__GIVEN TEXT__
<<<<

Lloyd Goffe (born 30 January 1913 in Reading - died 1984) was a British motorcycle speedway rider.

Goffe began his racing career in 1934 at the sand track in the resort of California near Wokingham, riding for prize money. He then concentrated on grasstrack racing, winning the South of England Grass Track Championship at Basingstoke in 1936. He bought a 500cc Rudge bike from "Froggy" French in 1936, which he used in his early speedway rides, impressing sufficiently to receive offers from both Hackney Wick Wolves and the Johnny Hoskins-managed West Ham Hammers, signing for the latter in 1937. He had a brief spell with the Leicester Hounds team, riding in three matches in 1937 before the club withdrew from the Provincial League.

His performances progressed after transferring to the Harringay Tigers later that season, staying with the team until the outbreak of World War II. During the war, he served as a fitter in the Royal Air Force.

>>>>

__DIRECTIVES__
1. Condense the paragraph of the Goffe biography that begins "Goffe began his racing career" into a bulleted list, keeping its main facts.
2. Reproduce the section of the Goffe biography starting at "Goffe began his" and ending at "Royal Air Force.", with "fitter" changed to "mechanic".

__DATA EXTRACT__

<<<<

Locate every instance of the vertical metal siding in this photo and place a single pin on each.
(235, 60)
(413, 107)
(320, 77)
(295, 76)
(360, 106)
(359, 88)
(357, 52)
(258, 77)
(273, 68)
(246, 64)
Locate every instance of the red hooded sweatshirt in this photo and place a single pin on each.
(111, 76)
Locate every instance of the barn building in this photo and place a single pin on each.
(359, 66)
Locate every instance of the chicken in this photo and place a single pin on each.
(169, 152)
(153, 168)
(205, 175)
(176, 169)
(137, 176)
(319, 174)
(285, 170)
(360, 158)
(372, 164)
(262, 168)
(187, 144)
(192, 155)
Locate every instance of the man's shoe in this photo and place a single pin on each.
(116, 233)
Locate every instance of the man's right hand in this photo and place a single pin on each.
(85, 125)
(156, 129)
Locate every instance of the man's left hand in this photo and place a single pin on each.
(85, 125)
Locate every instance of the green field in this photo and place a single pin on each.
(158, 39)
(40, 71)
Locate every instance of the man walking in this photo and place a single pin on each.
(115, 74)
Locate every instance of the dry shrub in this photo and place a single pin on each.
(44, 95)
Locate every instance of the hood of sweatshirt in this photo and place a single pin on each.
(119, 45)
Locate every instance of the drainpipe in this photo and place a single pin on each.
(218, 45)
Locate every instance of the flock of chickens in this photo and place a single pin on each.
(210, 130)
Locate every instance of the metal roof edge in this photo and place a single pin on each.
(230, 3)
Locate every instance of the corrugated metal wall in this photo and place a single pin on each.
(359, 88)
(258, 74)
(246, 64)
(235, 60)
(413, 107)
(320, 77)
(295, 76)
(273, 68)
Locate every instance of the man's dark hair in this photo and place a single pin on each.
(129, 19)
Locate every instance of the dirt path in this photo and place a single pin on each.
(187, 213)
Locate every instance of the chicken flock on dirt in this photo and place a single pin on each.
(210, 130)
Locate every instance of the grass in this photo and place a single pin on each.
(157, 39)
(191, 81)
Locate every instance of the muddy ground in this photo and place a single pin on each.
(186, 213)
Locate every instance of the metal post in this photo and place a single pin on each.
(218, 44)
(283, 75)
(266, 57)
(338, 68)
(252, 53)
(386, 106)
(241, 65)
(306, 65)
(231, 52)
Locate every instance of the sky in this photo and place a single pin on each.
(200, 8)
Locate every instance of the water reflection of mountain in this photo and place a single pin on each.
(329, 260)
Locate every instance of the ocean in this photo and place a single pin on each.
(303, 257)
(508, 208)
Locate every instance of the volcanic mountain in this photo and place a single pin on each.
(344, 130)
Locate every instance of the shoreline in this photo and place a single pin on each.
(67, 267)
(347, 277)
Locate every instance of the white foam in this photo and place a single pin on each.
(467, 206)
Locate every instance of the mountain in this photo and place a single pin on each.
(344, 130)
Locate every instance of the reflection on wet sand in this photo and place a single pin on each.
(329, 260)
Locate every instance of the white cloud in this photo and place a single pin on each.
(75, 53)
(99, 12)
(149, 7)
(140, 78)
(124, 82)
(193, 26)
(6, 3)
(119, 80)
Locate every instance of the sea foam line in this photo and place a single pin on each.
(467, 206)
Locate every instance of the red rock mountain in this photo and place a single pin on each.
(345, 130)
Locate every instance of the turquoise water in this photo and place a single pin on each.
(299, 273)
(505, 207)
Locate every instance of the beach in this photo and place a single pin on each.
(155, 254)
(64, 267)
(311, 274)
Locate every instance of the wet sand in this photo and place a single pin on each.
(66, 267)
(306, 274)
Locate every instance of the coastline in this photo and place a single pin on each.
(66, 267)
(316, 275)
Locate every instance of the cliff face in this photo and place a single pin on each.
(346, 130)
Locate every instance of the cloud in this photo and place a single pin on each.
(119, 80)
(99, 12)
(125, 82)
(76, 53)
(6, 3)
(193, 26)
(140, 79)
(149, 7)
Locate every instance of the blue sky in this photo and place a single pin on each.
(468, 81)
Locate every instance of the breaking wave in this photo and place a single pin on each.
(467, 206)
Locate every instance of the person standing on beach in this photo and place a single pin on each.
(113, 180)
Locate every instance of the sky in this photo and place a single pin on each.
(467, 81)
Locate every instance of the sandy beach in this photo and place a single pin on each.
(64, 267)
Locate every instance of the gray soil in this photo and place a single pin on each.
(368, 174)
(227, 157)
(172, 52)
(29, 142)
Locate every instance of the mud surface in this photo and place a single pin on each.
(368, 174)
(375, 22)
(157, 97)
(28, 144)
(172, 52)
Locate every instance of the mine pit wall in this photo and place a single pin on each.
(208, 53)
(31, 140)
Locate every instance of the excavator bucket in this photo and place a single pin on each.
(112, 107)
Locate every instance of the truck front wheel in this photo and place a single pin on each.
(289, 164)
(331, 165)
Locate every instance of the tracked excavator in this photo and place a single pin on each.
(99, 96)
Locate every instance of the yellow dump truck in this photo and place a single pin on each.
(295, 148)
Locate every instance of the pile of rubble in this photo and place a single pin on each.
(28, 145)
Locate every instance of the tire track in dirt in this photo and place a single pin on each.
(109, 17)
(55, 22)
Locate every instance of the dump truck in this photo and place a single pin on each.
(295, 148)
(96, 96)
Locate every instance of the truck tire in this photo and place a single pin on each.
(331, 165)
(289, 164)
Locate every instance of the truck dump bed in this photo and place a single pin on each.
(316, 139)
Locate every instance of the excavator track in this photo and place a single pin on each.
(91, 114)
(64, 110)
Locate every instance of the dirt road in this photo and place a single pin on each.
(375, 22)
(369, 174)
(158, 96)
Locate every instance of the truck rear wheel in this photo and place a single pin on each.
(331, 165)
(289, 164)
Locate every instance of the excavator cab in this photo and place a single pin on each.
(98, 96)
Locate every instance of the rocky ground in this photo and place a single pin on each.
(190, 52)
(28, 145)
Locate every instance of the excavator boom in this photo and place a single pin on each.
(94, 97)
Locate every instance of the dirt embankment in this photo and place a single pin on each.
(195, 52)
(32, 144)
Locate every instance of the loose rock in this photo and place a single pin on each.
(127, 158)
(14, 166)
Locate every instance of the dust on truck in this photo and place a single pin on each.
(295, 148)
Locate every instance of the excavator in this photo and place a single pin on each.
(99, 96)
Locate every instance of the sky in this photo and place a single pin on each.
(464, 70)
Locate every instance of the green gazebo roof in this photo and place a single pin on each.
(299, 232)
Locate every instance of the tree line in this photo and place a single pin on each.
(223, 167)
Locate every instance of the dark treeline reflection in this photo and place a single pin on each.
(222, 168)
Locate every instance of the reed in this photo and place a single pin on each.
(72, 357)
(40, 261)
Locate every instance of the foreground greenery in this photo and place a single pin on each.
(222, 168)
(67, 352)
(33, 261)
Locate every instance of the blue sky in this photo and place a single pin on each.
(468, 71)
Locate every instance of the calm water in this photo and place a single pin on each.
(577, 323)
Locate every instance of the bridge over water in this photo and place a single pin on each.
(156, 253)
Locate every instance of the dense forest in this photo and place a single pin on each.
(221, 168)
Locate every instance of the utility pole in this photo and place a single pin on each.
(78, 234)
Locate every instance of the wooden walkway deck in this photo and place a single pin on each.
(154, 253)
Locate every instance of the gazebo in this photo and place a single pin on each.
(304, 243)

>>>>

__OUTPUTS FOR THE TASKS__
1.
- Started racing in 1934 at the sand track in California, near Wokingham, riding for prize money.
- Switched to grasstrack racing and won the South of England Grass Track Championship at Basingstoke in 1936.
- Bought a 500cc Rudge from "Froggy" French in 1936 and used it in his early speedway rides.
- Drew offers from Hackney Wick Wolves and West Ham Hammers, which was managed by Johnny Hoskins, and signed for West Ham in 1937.
- Rode three matches for the Leicester Hounds in 1937 before the club left the Provincial League.

2.
Goffe began his racing career in 1934 at the sand track in the resort of California near Wokingham, riding for prize money. He then concentrated on grasstrack racing, winning the South of England Grass Track Championship at Basingstoke in 1936. He bought a 500cc Rudge bike from "Froggy" French in 1936, which he used in his early speedway rides, impressing sufficiently to receive offers from both Hackney Wick Wolves and the Johnny Hoskins-managed West Ham Hammers, signing for the latter in 1937. He had a brief spell with the Leicester Hounds team, riding in three matches in 1937 before the club withdrew from the Provincial League.

His performances progressed after transferring to the Harringay Tigers later that season, staying with the team until the outbreak of World War II. During the war, he served as a mechanic in the Royal Air Force.